◆ Consignes de l'exercice:
A. Indiquez en quelles années P. Spitaels a mené des fouilles dans la mine du théâtre de Thoricos, selon l'extrait sur les mines du Laurion.
B. Recopiez le passage de l'extrait sur les mines du Laurion compris entre « Indices de passage, traces » et « connaissance du passé. », ces deux bornes incluses.
C. Rédigez la suite du texte sur les anciens travaux miniers du Laurion en reprenant après sa dernière phrase.

◆ Extrait cité:
☆ ☆ ☆

Les fouilles entreprises en 1976, 1978 et 1980-1981 par P. Spitaels dans la mine du théâtre de Thoricos ont démontré l’utilisation de plusieurs types d’artefacts pour attaquer la roche dès le Bronze ancien7. La régularité des incisions indique un positionnement particulier de l’outil selon un angle maitrisé, intimement lié au geste, mais aussi à une anticipation de l’ouvrage à concevoir8.
Indices de passage, traces de vie
Quiconque parcourt les anciens travaux miniers du Laurion pour la première fois reste frappé par la singularité des passages, par la régularité des travaux d’ingénierie et par l’esthétique des puits et des galeries. Mais c’est surtout la perception des paysages miniers qui suscite le questionnement9 que les rares vestiges ne peuvent résumer : comment ces labyrinthes ont-ils été creusés et comment imaginer le travail de ceux qui ont façonné cet espace que l’archéologie redécouvre ? La trace est ici la marque indélébile d’une temporalité sans retour. Son interprétation exige un raisonnement particulier pour mettre en relation les indices. Le raisonnement indiciaire contribue alors à la fabrique du récit à l’émergence d’une forme de connaissance du passé.

☆ ☆ ☆

◆ Matériel:
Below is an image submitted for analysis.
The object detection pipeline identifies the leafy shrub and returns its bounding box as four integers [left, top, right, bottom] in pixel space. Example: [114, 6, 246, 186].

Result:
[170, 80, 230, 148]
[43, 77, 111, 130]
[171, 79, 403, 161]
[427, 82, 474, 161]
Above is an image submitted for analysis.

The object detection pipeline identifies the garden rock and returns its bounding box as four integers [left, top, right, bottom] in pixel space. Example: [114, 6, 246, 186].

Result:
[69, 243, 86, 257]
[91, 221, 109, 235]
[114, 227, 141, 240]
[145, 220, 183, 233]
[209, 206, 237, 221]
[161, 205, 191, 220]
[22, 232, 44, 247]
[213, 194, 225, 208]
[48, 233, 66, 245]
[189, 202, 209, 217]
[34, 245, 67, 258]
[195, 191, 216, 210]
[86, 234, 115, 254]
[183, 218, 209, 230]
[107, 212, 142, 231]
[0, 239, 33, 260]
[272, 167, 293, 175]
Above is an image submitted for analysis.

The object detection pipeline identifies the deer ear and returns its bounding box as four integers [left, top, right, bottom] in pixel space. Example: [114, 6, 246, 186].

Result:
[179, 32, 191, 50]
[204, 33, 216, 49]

☆ ☆ ☆

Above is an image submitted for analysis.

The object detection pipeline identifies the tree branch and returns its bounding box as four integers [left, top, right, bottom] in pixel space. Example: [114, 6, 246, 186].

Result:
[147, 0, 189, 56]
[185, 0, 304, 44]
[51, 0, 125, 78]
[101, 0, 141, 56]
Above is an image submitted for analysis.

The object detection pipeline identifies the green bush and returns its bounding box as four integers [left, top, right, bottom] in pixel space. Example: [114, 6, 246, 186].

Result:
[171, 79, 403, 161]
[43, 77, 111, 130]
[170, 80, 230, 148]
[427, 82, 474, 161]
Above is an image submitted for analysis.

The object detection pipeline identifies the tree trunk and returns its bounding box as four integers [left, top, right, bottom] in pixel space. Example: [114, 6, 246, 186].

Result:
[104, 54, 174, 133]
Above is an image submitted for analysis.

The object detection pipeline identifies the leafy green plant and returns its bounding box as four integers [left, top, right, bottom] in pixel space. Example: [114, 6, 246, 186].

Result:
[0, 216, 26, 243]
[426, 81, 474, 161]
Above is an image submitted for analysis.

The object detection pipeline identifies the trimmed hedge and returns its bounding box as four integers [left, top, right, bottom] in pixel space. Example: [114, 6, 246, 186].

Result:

☆ ☆ ☆

◆ Réponses finales:
A. En 1976, 1978 et 1980-1981.

B.
Indices de passage, traces de vie
Quiconque parcourt les anciens travaux miniers du Laurion pour la première fois reste frappé par la singularité des passages, par la régularité des travaux d’ingénierie et par l’esthétique des puits et des galeries. Mais c’est surtout la perception des paysages miniers qui suscite le questionnement9 que les rares vestiges ne peuvent résumer : comment ces labyrinthes ont-ils été creusés et comment imaginer le travail de ceux qui ont façonné cet espace que l’archéologie redécouvre ? La trace est ici la marque indélébile d’une temporalité sans retour. Son interprétation exige un raisonnement particulier pour mettre en relation les indices. Le raisonnement indiciaire contribue alors à la fabrique du récit à l’émergence d’une forme de connaissance du passé.

C.
Devant les accès des mines de Thorikos, ce sont des empreintes de pieds qui recouvrent par place les dalles à quelques mètres de l’entrée de certains ouvrages. Le dessin réalisé par piquetage suit dans le moindre détail le contour du pied qui apparait ici comme une signature du corps. La dimension des pieds ne fait aucun doute sur l’origine de ceux qui ont imprimé leurs traces sur la roche : il s’agit d’enfants et d’adolescents dont on peut supposer l’appartenance au monde de la mine. Ces empreintes voulues par ceux qui les ont façonnées ouvrent un registre d’interprétations qui demeure à l’état d’hypothèse. Ces traces invitent à reconstituer les personnes à l’origine de ces images, à retrouver une part d’humanité au-delà de la perception même de l’empreinte. Sous terre, les traces de trainage et de progression sont encore visibles pour quiconque s’aventure à les déchiffrer. Le sol des galeries abandonnées offre parfois des empreintes statiques. On trouve aussi des empreintes dynamiques qui révèlent une action. Dans les galeries du troisième contact, autrement dit par 110 mètres de fond, ont été retrouvées plusieurs traces de genoux témoins de progression dans l’argile : les traces d’un mouvement scellé par le concrétionnement, immobilisé par le temps (fig. 3).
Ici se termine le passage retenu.